## TASK REQUIREMENTS
Copy exactly the stretch of data below from the line with "point(608, 106)" through the line with "point(286, 200)", including both of those lines.

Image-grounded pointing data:

##########

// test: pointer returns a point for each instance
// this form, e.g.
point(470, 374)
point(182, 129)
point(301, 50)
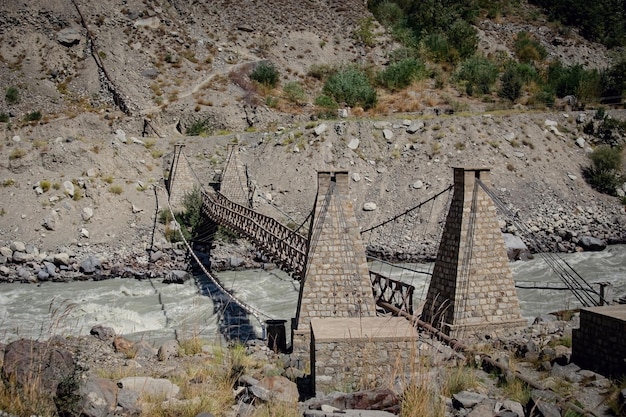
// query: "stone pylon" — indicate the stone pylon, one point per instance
point(180, 181)
point(234, 183)
point(336, 281)
point(472, 289)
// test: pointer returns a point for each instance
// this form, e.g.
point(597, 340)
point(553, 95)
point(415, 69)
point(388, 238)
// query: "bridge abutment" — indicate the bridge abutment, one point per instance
point(336, 281)
point(472, 289)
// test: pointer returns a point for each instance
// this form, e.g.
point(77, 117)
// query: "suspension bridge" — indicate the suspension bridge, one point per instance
point(471, 287)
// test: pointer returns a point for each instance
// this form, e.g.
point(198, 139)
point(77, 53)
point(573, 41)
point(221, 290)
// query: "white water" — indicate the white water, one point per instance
point(154, 311)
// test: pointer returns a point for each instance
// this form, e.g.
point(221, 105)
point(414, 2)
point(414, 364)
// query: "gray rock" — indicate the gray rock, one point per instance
point(18, 246)
point(6, 252)
point(87, 213)
point(369, 206)
point(61, 259)
point(176, 277)
point(592, 244)
point(516, 249)
point(319, 129)
point(69, 37)
point(414, 127)
point(68, 188)
point(90, 265)
point(353, 144)
point(467, 399)
point(150, 386)
point(103, 333)
point(168, 350)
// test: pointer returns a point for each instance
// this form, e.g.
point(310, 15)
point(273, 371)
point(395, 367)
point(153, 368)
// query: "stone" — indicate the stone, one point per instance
point(61, 259)
point(121, 136)
point(592, 244)
point(90, 265)
point(319, 129)
point(150, 386)
point(414, 127)
point(87, 213)
point(369, 206)
point(103, 333)
point(18, 246)
point(176, 277)
point(388, 135)
point(69, 37)
point(581, 142)
point(467, 399)
point(151, 22)
point(68, 188)
point(168, 350)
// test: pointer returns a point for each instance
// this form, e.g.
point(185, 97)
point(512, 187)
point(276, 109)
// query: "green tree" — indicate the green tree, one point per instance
point(265, 73)
point(605, 172)
point(351, 86)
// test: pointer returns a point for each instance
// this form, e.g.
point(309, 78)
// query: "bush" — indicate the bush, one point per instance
point(328, 104)
point(32, 116)
point(479, 74)
point(605, 174)
point(528, 49)
point(199, 128)
point(351, 86)
point(294, 92)
point(265, 73)
point(401, 74)
point(12, 95)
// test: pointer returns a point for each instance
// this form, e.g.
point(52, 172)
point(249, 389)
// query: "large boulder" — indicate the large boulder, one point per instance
point(30, 362)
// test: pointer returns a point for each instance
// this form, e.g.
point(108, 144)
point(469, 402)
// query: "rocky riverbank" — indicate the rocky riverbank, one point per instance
point(104, 374)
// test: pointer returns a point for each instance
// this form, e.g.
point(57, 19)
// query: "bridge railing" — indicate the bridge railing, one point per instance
point(287, 248)
point(390, 291)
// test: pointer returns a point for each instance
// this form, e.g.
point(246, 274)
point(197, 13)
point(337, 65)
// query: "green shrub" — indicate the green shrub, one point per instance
point(328, 105)
point(401, 74)
point(265, 73)
point(528, 49)
point(199, 128)
point(351, 86)
point(479, 74)
point(294, 92)
point(364, 32)
point(12, 95)
point(605, 172)
point(33, 116)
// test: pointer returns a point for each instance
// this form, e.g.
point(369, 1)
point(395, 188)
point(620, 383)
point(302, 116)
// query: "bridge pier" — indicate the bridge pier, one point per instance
point(472, 289)
point(336, 281)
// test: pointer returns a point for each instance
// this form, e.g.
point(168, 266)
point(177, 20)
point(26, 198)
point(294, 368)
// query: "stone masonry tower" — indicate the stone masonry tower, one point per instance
point(180, 180)
point(234, 184)
point(472, 289)
point(336, 281)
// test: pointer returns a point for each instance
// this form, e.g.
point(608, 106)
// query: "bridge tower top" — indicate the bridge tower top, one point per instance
point(336, 281)
point(472, 288)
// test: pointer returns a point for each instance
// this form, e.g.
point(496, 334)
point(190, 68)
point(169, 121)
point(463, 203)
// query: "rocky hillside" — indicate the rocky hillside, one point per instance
point(101, 92)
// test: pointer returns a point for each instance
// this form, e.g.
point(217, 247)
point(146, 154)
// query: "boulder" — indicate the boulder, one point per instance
point(103, 333)
point(592, 244)
point(69, 37)
point(176, 277)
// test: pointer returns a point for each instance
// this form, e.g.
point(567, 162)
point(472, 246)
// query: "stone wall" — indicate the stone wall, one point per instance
point(354, 354)
point(180, 180)
point(234, 183)
point(472, 289)
point(598, 344)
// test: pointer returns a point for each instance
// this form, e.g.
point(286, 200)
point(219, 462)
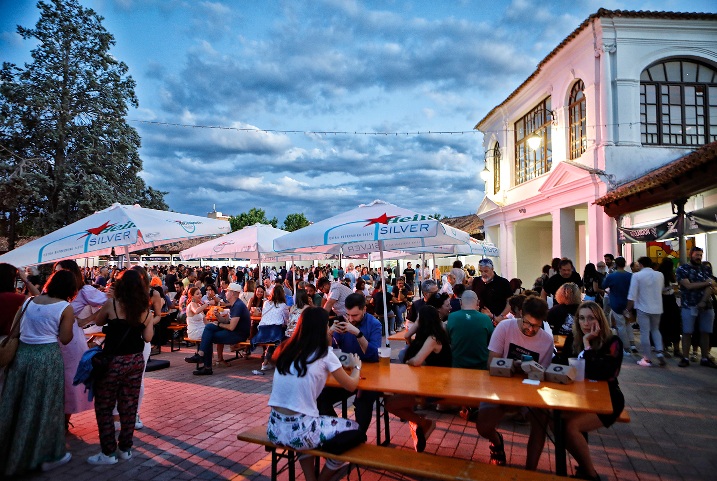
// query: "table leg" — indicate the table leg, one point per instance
point(560, 456)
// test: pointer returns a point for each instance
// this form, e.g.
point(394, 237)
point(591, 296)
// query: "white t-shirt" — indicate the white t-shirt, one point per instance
point(299, 393)
point(339, 292)
point(509, 341)
point(41, 322)
point(646, 290)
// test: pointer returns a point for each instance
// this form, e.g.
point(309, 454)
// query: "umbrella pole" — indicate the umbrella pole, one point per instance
point(385, 307)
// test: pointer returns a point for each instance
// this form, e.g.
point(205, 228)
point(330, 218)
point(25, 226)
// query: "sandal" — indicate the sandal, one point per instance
point(497, 453)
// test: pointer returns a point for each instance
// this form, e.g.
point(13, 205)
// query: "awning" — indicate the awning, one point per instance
point(681, 178)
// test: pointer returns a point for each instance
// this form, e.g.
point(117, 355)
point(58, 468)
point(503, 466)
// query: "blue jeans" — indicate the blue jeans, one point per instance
point(400, 311)
point(215, 334)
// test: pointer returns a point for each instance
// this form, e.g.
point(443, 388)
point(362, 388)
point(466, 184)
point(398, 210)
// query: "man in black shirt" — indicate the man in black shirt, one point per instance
point(566, 273)
point(493, 292)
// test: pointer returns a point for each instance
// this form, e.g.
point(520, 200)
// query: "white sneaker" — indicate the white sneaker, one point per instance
point(102, 458)
point(124, 455)
point(56, 464)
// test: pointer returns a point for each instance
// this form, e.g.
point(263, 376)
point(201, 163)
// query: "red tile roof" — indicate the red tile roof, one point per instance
point(704, 156)
point(601, 13)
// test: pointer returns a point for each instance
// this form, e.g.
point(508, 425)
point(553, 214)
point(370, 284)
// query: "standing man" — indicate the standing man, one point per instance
point(493, 292)
point(566, 273)
point(170, 279)
point(696, 287)
point(618, 284)
point(410, 274)
point(645, 295)
point(357, 333)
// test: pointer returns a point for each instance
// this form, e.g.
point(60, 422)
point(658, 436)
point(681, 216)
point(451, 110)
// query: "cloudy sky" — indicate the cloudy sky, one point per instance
point(379, 71)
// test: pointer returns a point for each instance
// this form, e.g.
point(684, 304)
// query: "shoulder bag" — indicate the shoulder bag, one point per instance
point(8, 346)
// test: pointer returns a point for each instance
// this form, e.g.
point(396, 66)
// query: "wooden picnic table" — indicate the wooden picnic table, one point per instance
point(470, 387)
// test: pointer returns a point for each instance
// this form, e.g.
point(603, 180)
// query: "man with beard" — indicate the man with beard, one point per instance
point(493, 292)
point(696, 286)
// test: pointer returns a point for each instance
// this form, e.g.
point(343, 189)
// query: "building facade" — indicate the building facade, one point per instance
point(624, 94)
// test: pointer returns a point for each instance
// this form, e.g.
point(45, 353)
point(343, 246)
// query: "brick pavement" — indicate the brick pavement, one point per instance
point(191, 425)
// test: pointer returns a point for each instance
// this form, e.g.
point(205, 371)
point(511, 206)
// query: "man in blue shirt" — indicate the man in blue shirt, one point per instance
point(359, 333)
point(619, 284)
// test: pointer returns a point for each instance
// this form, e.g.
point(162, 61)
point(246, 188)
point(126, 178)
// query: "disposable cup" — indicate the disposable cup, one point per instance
point(579, 365)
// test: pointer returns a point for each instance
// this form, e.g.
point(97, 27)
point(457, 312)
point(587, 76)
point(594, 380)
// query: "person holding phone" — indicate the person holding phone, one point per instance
point(356, 333)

##########

## RESULT OF THE TASK
point(608, 106)
// query: "bridge tower top" — indicate the bridge tower top, one point per instance
point(336, 281)
point(472, 288)
// test: pointer returns a point for each instance
// this form, e.g.
point(496, 334)
point(190, 68)
point(169, 121)
point(463, 203)
// query: "rocky hillside" — indicate the rocky hillside, one point per instance
point(101, 92)
// test: pointer returns a point for each instance
// this form, e.g.
point(217, 247)
point(146, 154)
// query: "boulder" — indicate the boulder, one point per instance
point(103, 333)
point(592, 244)
point(69, 37)
point(176, 277)
// test: pointer returns a point for each instance
// this form, e.g.
point(567, 162)
point(472, 246)
// query: "stone wall" — indicate the stone wall, one point per instance
point(354, 354)
point(180, 180)
point(234, 183)
point(472, 289)
point(598, 344)
// test: pointer returns a point for each instance
// this form, e.g.
point(286, 200)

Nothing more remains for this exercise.